Objective: Convert every line of the listing below into a JSON list of strings, one string per line, skipping any blank lines.

Records of labeled boxes
========================

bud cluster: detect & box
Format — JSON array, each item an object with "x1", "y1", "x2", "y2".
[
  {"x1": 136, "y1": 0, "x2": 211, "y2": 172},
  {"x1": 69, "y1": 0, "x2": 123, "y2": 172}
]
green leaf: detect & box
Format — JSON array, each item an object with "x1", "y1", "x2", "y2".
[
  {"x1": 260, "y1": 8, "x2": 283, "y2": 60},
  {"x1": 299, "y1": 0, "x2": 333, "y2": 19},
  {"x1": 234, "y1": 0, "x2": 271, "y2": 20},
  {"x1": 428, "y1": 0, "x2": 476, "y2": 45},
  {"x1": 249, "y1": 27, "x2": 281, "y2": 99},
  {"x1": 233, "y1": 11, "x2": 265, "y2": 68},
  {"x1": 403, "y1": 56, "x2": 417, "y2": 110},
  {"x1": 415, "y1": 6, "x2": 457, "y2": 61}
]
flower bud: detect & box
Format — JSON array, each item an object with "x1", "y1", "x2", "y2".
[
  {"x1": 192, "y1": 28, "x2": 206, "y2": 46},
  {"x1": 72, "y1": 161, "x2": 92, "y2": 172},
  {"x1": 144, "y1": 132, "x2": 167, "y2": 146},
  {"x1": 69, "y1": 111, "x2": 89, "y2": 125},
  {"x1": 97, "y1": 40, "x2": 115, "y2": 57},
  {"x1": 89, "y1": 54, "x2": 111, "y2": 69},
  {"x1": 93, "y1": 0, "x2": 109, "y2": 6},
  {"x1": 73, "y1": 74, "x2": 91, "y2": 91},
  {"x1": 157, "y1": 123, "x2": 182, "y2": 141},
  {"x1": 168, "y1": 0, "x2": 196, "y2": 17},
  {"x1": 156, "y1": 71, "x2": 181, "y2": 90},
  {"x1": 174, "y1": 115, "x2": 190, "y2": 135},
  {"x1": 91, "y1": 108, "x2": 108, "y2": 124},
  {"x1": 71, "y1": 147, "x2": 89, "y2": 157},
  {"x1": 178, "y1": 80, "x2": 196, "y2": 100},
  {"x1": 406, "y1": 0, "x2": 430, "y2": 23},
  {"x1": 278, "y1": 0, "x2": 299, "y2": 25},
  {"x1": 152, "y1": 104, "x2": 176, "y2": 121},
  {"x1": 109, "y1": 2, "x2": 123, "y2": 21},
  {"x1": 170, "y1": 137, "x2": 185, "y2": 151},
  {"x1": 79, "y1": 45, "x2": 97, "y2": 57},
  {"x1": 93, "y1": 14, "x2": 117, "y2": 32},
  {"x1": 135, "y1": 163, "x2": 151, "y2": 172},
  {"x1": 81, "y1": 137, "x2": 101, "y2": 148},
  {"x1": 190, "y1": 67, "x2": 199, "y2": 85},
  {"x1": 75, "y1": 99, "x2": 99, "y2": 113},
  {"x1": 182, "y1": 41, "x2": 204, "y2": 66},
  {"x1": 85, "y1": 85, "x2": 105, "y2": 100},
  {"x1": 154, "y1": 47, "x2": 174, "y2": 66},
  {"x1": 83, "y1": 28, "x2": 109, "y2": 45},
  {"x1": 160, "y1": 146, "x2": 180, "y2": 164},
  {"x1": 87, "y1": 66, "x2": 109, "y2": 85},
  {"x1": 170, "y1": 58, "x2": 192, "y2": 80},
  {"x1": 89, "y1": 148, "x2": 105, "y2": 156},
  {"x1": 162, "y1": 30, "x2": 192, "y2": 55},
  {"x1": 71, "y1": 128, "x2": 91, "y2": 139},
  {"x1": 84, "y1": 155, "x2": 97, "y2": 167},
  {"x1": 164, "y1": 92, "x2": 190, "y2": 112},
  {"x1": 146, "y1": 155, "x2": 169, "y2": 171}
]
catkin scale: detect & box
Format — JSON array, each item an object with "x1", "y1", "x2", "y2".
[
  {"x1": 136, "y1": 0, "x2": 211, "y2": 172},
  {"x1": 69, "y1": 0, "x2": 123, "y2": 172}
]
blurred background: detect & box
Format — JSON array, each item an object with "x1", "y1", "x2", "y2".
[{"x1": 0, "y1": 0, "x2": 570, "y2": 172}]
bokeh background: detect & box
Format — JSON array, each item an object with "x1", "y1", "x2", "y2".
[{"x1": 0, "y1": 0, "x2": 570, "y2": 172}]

========================

Full output:
[
  "bud cluster: detect & box",
  "Format — JSON array, each item an object with \"x1\", \"y1\", \"x2\", \"y2\".",
  "[",
  "  {\"x1\": 136, \"y1\": 0, \"x2\": 211, \"y2\": 172},",
  "  {\"x1\": 69, \"y1\": 0, \"x2\": 123, \"y2\": 172}",
  "]",
  "green leaf: detect & box",
  "Format — JSON array, each item an object with \"x1\", \"y1\", \"x2\", \"y2\".",
  "[",
  "  {\"x1\": 260, \"y1\": 8, \"x2\": 283, \"y2\": 60},",
  "  {\"x1\": 299, \"y1\": 0, \"x2\": 333, \"y2\": 19},",
  "  {\"x1\": 234, \"y1\": 0, \"x2\": 271, \"y2\": 20},",
  "  {\"x1\": 428, \"y1\": 0, \"x2\": 476, \"y2\": 45},",
  "  {\"x1\": 249, \"y1\": 27, \"x2\": 281, \"y2\": 99},",
  "  {\"x1\": 233, \"y1\": 11, \"x2\": 265, \"y2\": 68},",
  "  {\"x1\": 403, \"y1\": 56, \"x2\": 417, \"y2\": 110},",
  "  {\"x1\": 415, \"y1\": 6, \"x2\": 457, \"y2\": 61}",
  "]",
  "flower bud: detect & box",
  "Format — JSON array, each item an object with \"x1\", \"y1\", \"x2\", \"y2\".",
  "[",
  "  {\"x1\": 192, \"y1\": 28, \"x2\": 206, \"y2\": 46},",
  "  {\"x1\": 72, \"y1\": 161, \"x2\": 92, \"y2\": 172},",
  "  {\"x1\": 144, \"y1\": 132, \"x2\": 167, \"y2\": 146},",
  "  {\"x1\": 69, \"y1\": 111, \"x2\": 89, \"y2\": 125},",
  "  {\"x1\": 97, \"y1\": 40, \"x2\": 115, \"y2\": 57},",
  "  {\"x1\": 89, \"y1\": 54, \"x2\": 111, \"y2\": 69},",
  "  {\"x1\": 93, \"y1\": 0, \"x2\": 109, \"y2\": 6},",
  "  {\"x1\": 73, \"y1\": 74, \"x2\": 91, \"y2\": 91},",
  "  {\"x1\": 157, \"y1\": 123, \"x2\": 182, \"y2\": 141},",
  "  {\"x1\": 168, \"y1\": 0, \"x2\": 196, \"y2\": 17},",
  "  {\"x1\": 156, \"y1\": 71, \"x2\": 181, \"y2\": 90},",
  "  {\"x1\": 174, \"y1\": 115, \"x2\": 190, \"y2\": 135},",
  "  {\"x1\": 91, \"y1\": 108, \"x2\": 108, \"y2\": 124},",
  "  {\"x1\": 71, \"y1\": 147, \"x2\": 89, \"y2\": 157},",
  "  {\"x1\": 178, \"y1\": 80, \"x2\": 196, \"y2\": 100},",
  "  {\"x1\": 406, \"y1\": 0, \"x2\": 430, \"y2\": 23},",
  "  {\"x1\": 278, \"y1\": 0, \"x2\": 299, \"y2\": 25},",
  "  {\"x1\": 152, \"y1\": 104, \"x2\": 176, \"y2\": 121},",
  "  {\"x1\": 109, \"y1\": 2, \"x2\": 123, \"y2\": 21},",
  "  {\"x1\": 170, \"y1\": 137, \"x2\": 185, \"y2\": 151},",
  "  {\"x1\": 79, \"y1\": 45, \"x2\": 97, \"y2\": 57},",
  "  {\"x1\": 93, \"y1\": 14, \"x2\": 117, \"y2\": 32},",
  "  {\"x1\": 135, \"y1\": 163, \"x2\": 151, \"y2\": 172},",
  "  {\"x1\": 81, \"y1\": 137, \"x2\": 101, \"y2\": 148},",
  "  {\"x1\": 190, \"y1\": 67, \"x2\": 199, \"y2\": 85},",
  "  {\"x1\": 75, \"y1\": 99, \"x2\": 99, \"y2\": 113},",
  "  {\"x1\": 182, \"y1\": 41, \"x2\": 204, \"y2\": 66},",
  "  {\"x1\": 85, \"y1\": 85, \"x2\": 105, \"y2\": 100},",
  "  {\"x1\": 154, \"y1\": 47, \"x2\": 174, \"y2\": 66},",
  "  {\"x1\": 83, \"y1\": 28, \"x2\": 109, \"y2\": 45},",
  "  {\"x1\": 160, \"y1\": 146, \"x2\": 180, \"y2\": 164},",
  "  {\"x1\": 87, \"y1\": 66, \"x2\": 109, \"y2\": 85},",
  "  {\"x1\": 170, \"y1\": 58, \"x2\": 192, \"y2\": 80},",
  "  {\"x1\": 89, \"y1\": 148, \"x2\": 105, \"y2\": 156},",
  "  {\"x1\": 162, \"y1\": 30, \"x2\": 192, \"y2\": 55},",
  "  {\"x1\": 71, \"y1\": 128, \"x2\": 91, \"y2\": 139},",
  "  {\"x1\": 84, \"y1\": 155, \"x2\": 97, \"y2\": 167},",
  "  {\"x1\": 164, \"y1\": 92, \"x2\": 190, \"y2\": 112},",
  "  {\"x1\": 146, \"y1\": 155, \"x2\": 169, \"y2\": 171}",
  "]",
  "catkin scale: detect & box",
  "Format — JSON array, each item an object with \"x1\", \"y1\", \"x2\", \"y2\".",
  "[",
  "  {\"x1\": 136, \"y1\": 0, \"x2\": 211, \"y2\": 172},",
  "  {\"x1\": 69, \"y1\": 0, \"x2\": 123, \"y2\": 172}",
  "]",
  "blurred background: detect & box",
  "Format — JSON array, each item an object with \"x1\", \"y1\", \"x2\", \"y2\".",
  "[{\"x1\": 0, \"y1\": 0, \"x2\": 570, \"y2\": 172}]",
  "bokeh background: detect & box",
  "Format — JSON array, each item an object with \"x1\", \"y1\", \"x2\", \"y2\".",
  "[{\"x1\": 0, \"y1\": 0, \"x2\": 570, \"y2\": 172}]"
]